Task statement =
Pull out each line in the data below that contains the word "wing". List those lines and nothing else.
### Stored records ###
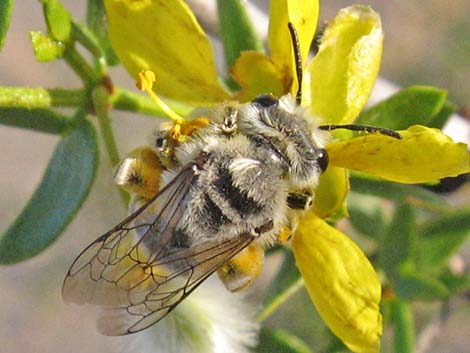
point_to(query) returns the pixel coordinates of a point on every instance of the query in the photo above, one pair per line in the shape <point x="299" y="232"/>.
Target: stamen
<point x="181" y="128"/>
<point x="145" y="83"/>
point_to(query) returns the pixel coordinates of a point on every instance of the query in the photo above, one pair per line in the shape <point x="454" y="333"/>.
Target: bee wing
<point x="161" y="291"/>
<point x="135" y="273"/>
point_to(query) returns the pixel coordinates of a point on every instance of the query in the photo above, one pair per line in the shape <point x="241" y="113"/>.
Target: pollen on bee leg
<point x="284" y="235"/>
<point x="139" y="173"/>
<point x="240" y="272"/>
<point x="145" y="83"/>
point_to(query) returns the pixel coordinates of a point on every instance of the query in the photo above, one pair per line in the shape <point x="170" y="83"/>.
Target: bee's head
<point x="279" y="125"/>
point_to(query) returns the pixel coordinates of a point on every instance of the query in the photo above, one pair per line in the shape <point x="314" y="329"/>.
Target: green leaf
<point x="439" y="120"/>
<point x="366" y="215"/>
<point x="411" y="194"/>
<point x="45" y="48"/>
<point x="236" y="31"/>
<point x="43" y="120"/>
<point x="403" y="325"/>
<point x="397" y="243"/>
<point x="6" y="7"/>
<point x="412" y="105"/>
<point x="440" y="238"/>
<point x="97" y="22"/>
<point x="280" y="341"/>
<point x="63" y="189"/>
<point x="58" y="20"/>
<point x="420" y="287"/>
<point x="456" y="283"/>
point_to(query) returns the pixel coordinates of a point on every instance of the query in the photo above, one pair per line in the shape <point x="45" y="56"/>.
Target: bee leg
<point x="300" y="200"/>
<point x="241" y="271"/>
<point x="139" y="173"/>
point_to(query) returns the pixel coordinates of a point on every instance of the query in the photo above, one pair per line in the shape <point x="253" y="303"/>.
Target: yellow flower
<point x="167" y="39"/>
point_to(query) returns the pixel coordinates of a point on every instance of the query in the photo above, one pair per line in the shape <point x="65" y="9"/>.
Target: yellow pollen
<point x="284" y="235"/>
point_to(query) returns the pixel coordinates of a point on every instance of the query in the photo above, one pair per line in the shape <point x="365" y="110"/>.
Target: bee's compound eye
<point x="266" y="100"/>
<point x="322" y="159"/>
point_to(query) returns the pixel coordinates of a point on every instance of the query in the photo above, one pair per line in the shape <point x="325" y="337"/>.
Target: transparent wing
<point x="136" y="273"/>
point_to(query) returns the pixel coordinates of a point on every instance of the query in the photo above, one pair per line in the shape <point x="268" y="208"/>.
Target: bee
###
### Stored records ###
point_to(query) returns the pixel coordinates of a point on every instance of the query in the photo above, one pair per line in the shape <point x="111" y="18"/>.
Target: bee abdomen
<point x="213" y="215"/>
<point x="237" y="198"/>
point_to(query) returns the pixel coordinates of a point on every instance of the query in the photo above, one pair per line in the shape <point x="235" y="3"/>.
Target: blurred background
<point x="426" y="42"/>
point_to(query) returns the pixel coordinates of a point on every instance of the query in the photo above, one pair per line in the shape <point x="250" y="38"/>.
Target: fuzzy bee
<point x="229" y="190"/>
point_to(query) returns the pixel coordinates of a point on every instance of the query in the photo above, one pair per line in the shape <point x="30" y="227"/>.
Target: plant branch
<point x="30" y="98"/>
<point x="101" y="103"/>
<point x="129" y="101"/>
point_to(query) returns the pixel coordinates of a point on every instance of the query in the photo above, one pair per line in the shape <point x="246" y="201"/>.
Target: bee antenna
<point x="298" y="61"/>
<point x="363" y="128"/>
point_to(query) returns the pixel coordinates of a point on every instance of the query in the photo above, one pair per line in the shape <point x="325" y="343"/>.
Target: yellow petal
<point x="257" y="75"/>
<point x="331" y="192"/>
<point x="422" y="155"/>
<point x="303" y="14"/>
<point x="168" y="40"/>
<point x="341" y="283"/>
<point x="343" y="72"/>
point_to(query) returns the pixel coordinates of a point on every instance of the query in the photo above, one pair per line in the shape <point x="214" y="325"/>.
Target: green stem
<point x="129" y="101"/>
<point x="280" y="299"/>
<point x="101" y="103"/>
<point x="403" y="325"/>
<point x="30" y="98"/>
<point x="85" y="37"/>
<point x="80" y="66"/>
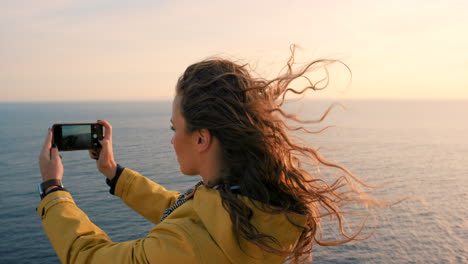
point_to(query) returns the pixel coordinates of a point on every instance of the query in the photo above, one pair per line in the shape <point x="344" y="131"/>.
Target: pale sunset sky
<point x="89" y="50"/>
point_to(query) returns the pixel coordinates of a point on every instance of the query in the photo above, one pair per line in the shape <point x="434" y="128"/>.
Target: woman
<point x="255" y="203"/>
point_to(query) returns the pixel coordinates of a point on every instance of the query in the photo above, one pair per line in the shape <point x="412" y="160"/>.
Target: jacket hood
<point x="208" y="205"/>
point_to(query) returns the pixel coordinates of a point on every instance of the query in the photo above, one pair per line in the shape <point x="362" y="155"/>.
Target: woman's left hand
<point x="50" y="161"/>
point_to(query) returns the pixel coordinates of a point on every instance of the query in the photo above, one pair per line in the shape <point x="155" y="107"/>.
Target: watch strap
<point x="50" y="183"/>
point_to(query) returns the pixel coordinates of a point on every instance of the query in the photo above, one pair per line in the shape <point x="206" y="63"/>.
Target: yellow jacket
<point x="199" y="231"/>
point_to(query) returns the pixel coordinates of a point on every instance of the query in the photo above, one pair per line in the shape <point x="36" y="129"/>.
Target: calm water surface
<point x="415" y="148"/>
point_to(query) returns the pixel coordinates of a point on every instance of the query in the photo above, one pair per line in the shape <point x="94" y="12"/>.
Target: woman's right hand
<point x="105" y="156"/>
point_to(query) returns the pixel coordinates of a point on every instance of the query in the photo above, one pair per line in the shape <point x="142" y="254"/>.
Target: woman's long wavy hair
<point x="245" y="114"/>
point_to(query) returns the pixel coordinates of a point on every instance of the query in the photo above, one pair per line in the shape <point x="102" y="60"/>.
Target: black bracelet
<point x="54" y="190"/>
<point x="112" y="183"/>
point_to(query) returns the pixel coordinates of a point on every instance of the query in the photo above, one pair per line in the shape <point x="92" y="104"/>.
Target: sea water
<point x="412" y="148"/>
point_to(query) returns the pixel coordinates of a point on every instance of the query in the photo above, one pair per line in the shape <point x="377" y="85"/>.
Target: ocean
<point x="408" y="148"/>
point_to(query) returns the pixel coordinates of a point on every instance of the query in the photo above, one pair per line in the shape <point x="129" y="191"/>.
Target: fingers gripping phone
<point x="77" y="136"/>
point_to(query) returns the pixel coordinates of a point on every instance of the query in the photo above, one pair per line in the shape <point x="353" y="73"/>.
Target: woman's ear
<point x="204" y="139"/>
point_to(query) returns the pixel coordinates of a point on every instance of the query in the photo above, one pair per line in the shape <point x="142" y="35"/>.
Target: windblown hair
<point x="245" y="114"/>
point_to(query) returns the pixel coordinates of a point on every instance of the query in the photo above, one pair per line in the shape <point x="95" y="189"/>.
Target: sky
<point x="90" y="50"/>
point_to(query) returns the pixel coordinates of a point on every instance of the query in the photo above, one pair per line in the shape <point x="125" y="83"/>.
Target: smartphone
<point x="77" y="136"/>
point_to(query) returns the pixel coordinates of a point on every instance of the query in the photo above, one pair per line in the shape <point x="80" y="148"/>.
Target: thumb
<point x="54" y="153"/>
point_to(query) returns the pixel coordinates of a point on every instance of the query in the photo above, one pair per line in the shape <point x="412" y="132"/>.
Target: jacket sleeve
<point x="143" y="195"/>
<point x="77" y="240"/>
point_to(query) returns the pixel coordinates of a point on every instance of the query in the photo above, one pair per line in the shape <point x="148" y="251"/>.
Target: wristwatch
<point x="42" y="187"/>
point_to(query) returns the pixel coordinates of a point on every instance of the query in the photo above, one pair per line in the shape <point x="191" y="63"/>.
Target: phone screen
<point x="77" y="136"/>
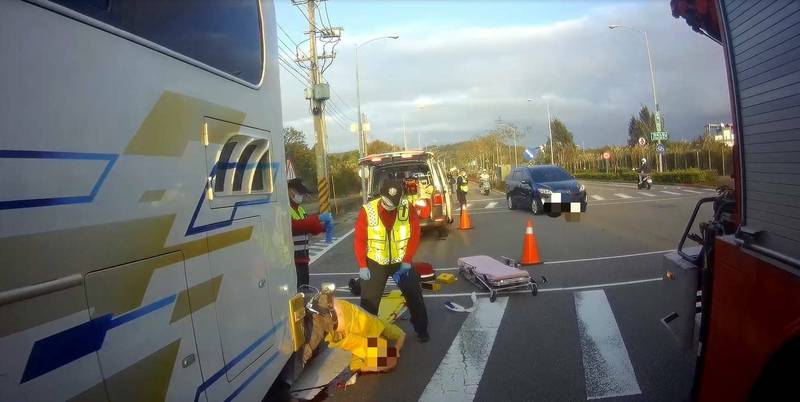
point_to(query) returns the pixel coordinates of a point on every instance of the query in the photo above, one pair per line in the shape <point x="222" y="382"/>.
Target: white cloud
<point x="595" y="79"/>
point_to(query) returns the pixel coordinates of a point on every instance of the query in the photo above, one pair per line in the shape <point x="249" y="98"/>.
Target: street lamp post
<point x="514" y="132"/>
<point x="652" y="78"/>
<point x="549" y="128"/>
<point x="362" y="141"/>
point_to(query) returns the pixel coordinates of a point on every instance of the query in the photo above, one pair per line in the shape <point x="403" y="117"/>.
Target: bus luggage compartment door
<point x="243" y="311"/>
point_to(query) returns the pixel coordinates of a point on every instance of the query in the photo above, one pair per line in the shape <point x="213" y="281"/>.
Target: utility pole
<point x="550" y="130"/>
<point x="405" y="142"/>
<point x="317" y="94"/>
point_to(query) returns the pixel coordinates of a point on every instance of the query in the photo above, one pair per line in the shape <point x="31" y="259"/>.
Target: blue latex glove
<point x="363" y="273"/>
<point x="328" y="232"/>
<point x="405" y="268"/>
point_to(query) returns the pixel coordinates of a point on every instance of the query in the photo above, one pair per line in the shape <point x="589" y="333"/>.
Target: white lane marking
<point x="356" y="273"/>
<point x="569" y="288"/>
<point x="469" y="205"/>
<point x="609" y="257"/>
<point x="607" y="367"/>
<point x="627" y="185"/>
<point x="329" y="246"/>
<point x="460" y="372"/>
###
Answer to the exercise =
Target: bee wing
Target: transparent wing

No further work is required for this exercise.